GOAL ▸ Take the material and output all of it exactly.

INPUT FOR THIS TASK ▸
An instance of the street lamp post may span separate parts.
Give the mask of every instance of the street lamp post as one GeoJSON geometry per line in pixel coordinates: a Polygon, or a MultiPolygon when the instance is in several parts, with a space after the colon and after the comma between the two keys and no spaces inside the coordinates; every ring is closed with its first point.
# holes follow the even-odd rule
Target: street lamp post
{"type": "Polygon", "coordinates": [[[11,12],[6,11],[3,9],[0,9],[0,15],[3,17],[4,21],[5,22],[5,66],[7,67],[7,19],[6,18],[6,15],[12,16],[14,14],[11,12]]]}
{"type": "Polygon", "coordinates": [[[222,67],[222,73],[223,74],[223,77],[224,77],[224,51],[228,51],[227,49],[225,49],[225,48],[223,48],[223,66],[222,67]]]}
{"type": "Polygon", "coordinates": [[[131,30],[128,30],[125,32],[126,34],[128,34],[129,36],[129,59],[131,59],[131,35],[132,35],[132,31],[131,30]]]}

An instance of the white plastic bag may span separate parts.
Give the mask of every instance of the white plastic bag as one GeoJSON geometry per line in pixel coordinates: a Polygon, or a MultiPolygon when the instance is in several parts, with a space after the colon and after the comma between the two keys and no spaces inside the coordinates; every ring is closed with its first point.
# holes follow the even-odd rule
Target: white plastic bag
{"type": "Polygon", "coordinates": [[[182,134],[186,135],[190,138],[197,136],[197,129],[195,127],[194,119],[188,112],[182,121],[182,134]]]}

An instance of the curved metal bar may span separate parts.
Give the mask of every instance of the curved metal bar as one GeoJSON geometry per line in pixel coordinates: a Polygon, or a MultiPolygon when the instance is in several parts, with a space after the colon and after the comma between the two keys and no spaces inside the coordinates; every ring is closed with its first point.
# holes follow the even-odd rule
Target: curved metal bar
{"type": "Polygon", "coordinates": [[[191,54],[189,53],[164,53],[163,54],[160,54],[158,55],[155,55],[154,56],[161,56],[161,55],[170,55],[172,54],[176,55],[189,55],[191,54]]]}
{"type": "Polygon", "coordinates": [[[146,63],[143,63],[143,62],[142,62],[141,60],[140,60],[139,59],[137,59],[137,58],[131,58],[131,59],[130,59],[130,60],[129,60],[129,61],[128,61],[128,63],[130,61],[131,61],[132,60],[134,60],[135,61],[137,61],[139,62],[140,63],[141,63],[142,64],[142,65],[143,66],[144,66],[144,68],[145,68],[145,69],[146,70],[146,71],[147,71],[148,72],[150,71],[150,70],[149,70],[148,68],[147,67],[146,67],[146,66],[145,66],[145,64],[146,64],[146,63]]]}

SOLUTION TO THIS EXERCISE ▸
An instance of the street lamp post may span separate parts.
Give the mask of every instance of the street lamp post as one GeoJSON geometry per line in pixel coordinates: a Polygon, or a MultiPolygon when the instance is in several parts, with a space after the colon and after the comma between the two keys and no spaces inside the coordinates; every ring is closed with its first point.
# holes follow the even-odd rule
Target: street lamp post
{"type": "Polygon", "coordinates": [[[11,12],[6,11],[3,9],[0,9],[0,15],[3,17],[4,21],[5,22],[5,66],[7,67],[7,19],[6,18],[6,15],[12,16],[14,14],[11,12]]]}
{"type": "Polygon", "coordinates": [[[222,67],[222,73],[223,74],[223,77],[224,77],[224,51],[228,51],[227,49],[225,49],[225,48],[223,48],[223,66],[222,67]]]}
{"type": "Polygon", "coordinates": [[[131,30],[128,30],[125,32],[126,34],[128,34],[129,36],[129,59],[131,59],[131,35],[132,35],[132,31],[131,30]]]}

An instance of the white plastic bag may span separate parts.
Give the mask of every instance of the white plastic bag as one GeoJSON geometry per line in pixel coordinates: a Polygon, or a MultiPolygon when the instance is in several parts, with a space after the colon and after the comma between the two keys and no spaces inside the coordinates; every ring is closed with its first point.
# holes follow the even-odd rule
Target: white plastic bag
{"type": "Polygon", "coordinates": [[[182,134],[186,135],[190,138],[197,136],[197,129],[195,127],[194,119],[188,112],[182,121],[182,134]]]}

An instance of the curved metal bar may span separate parts.
Give the mask of every instance of the curved metal bar as one GeoJSON geometry per line in pixel coordinates: a Polygon, or a MultiPolygon when the instance is in several parts, with a space after the colon and after the comma between the two keys and no spaces inside the coordinates; every ring is closed with its first point.
# holes follow the even-odd rule
Target: curved metal bar
{"type": "Polygon", "coordinates": [[[191,54],[189,53],[164,53],[163,54],[160,54],[158,55],[155,55],[154,56],[161,56],[161,55],[170,55],[172,54],[176,55],[189,55],[191,54]]]}
{"type": "Polygon", "coordinates": [[[146,63],[143,63],[143,62],[142,62],[141,60],[140,60],[139,59],[137,59],[137,58],[131,58],[131,59],[130,59],[130,60],[129,60],[129,61],[128,61],[128,63],[130,61],[131,61],[132,60],[134,60],[135,61],[137,61],[139,62],[140,63],[141,63],[142,64],[142,65],[143,66],[144,66],[144,68],[145,68],[145,69],[146,70],[146,71],[147,71],[148,72],[150,71],[150,70],[149,70],[148,68],[147,67],[146,67],[146,66],[145,66],[145,64],[146,64],[146,63]]]}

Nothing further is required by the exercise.